In one configuration, the electric machine 40 is a three phase A.C. electric motor/generator. In another configuration, the electric machine 40 is a motor/generator commercially available from Azure Dynamics and identified by the model number AC55. The AC55 motor/generator is a single output, 78 kW 3-phase AC induction motor/generator with a nominal speed of 2500 rpm and a maximum speed of 8000 rpm. Preferably, the motor/generator comprises an operating range of between about 330 and about 380 volts. As stated above, other electric machines also can be used.

In a preferred configuration, the electric machine 40 is mounted to the drive line (e.g., the transmission output shaft 36). The preferred AC55 Azure Dynamics motor/generator weighs in excess of 200 pounds and therefore cannot be adequately supported by the drive line alone. Thus, a suitable mounting assembly can be used such that the electric machine 40 is mounted to a portion of the vehicle structure 22 between the transmission output shaft 36 and an input shaft 42 of a differential 44 or other intervening shaft. In one embodiment, the electric machine 40 is secured to the frame 22 of the vehicle 10 while an output shaft 46 of the electric machine 40 is coupled with a universal joint 50 to the input shaft 42 of the differential 44 (or some other intervening shaft) while an input shaft 48 of the electric machine 40 is coupled to the output shaft 36 of the transmission 34 by another universal joint 52. In some embodiments, the electric machine 40 is rigidly mounted to the transmission 34 (e.g., on the transmission case) at the end corresponding to the transmission output shaft 36.

The electric machine 40 preferably is mounted to the output shaft 36 of the transmission 34. Accordingly, the electric machine 40 preferably has integral bearings and a double ended high strength shaft capable of carrying the vehicle transmission maximum torque from its input end, including its own generated torque, to its output end. In other words, the shaft of the electric machine 40 should be capable of withstanding the torque loading expected to be encountered when the shaft is positioned between the output of the transmission 34 and the wheels 20. In one configuration, the stock electric motor/generator shaft can be replaced with a stronger shaft. In a preferred configuration, the stock electric motor/generator shaft can be replaced with a resized shaft (e.g., enlarged) formed of an alloy steel, such as 300M or 4140. Other materials also can be used keeping in mind the large torque loads to be encountered.

The electric machine 40 can be co-axial with the drive line 28 or can be offset from the drive line 28 to accommodate a belt drive. As shown, the electric machine 40 is mounted to the vehicle structure 22 with the universal joints 50, 52 at each end to integrate the electric machine 40 into the drive line 28.

With reference now to FIG. 2, electric motor controller 60 controls the amount of power, torque and/or current supplied to and from the electric machine 40 based upon one or more input signals. As shown, the electric motor controller 60 is electrically connected to the electric machine 40. A feedback communication line 62 extends between the electric machine 40 and the motor controller 60 as do the power supply lines 64. AC power is transferred between the electric machine 40 and the motor controller 60 through the power supply lines 64 and signals to control the electric machine 40 pass through the feedback communication line 62 in the illustrated configuration.

The motor controller 60 may comprise one or more microprocessors, transducers, power semiconductors, capacitors or any combinations of these components. In one configuration, the motor controller 60 is formed of commercially available digital motor controllers from Azure Dynamics of Woburn, Mass. identified by part numbers DMOC445 and DMOC445LC. These motor controllers 60 are DSP-controlled, waterproof inverters for controlling 3-phase AC motors and generators. The 445LC is a liquid cooled version of the 445.

Direction 1: For each statement about the electric machine passage, answer yes or no according to the passage, and quote the words that decide it: (a) The AC55 motor/generator has a maximum speed of 8000 rpm. (b) The AC55 motor/generator can be adequately supported by the drive line alone. (c) The 445LC is an air-cooled version of the 445.
Direction 2: Recast the paragraph of the electric machine passage that begins "The motor controller 60 may comprise" as a bulleted list, keeping its main facts.
Direction 3: Reproduce word for word the part of the electric machine passage starting at "The electric machine 40 can" and ending at "drive line 28.".
The entries that follow come from a separate source.

Material supplied:
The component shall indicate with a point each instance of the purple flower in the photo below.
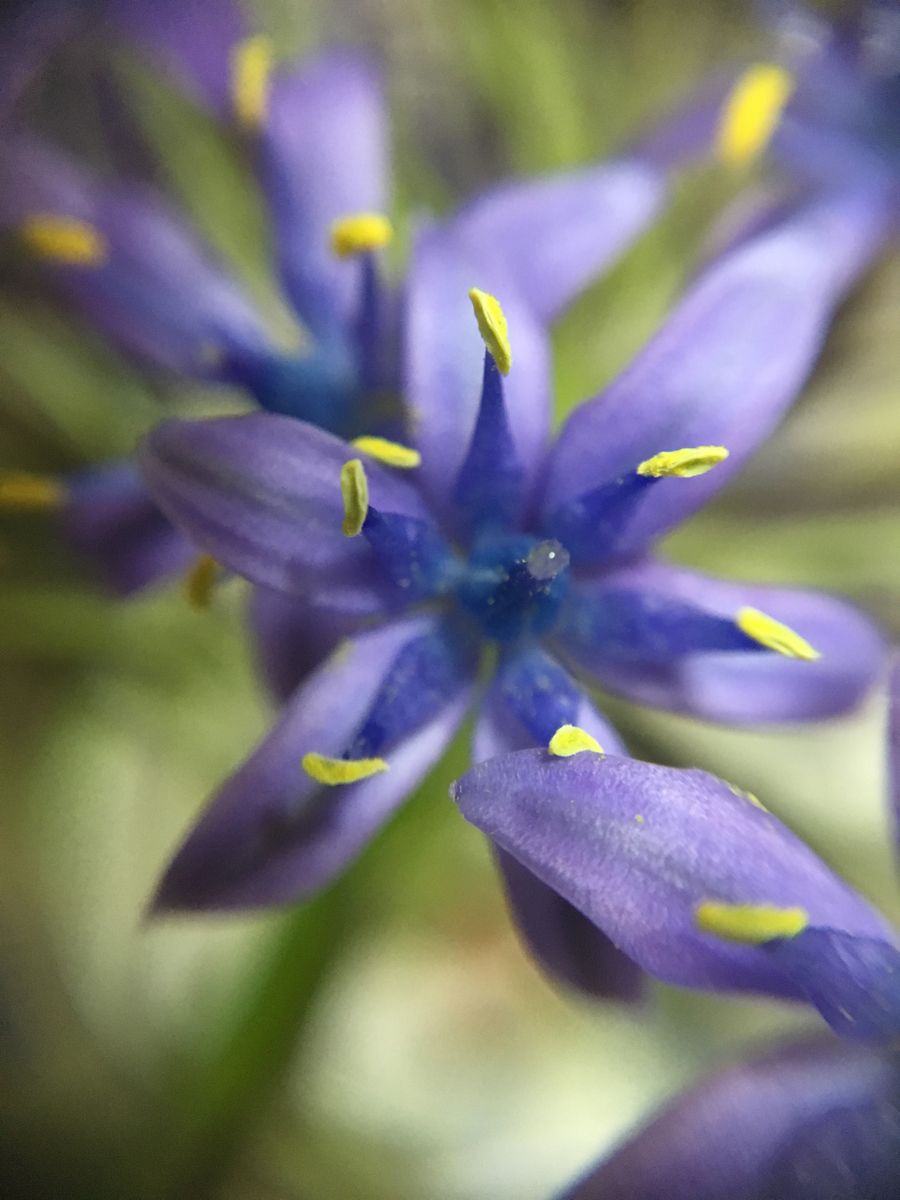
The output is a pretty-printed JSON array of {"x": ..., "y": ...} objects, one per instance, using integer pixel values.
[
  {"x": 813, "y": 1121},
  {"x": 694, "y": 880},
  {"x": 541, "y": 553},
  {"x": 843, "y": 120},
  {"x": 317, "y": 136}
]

Correct response 1:
(a) Yes: "a maximum speed of 8000 rpm"
(b) No: "weighs in excess of 200 pounds and therefore cannot be adequately supported by the drive line alone"
(c) No: "The 445LC is a liquid cooled version of the 445."

Correct response 2:
- The motor controller 60 may comprise one or more microprocessors, transducers, power semiconductors, capacitors, or any combination of these.
- In one configuration, it is formed of commercially available digital motor controllers from Azure Dynamics of Woburn, Mass., part numbers DMOC445 and DMOC445LC.
- These controllers are DSP-controlled, waterproof inverters for controlling 3-phase AC motors and generators.
- The 445LC is a liquid cooled version of the 445.

Correct response 3:
The electric machine 40 can be co-axial with the drive line 28 or can be offset from the drive line 28 to accommodate a belt drive. As shown, the electric machine 40 is mounted to the vehicle structure 22 with the universal joints 50, 52 at each end to integrate the electric machine 40 into the drive line 28.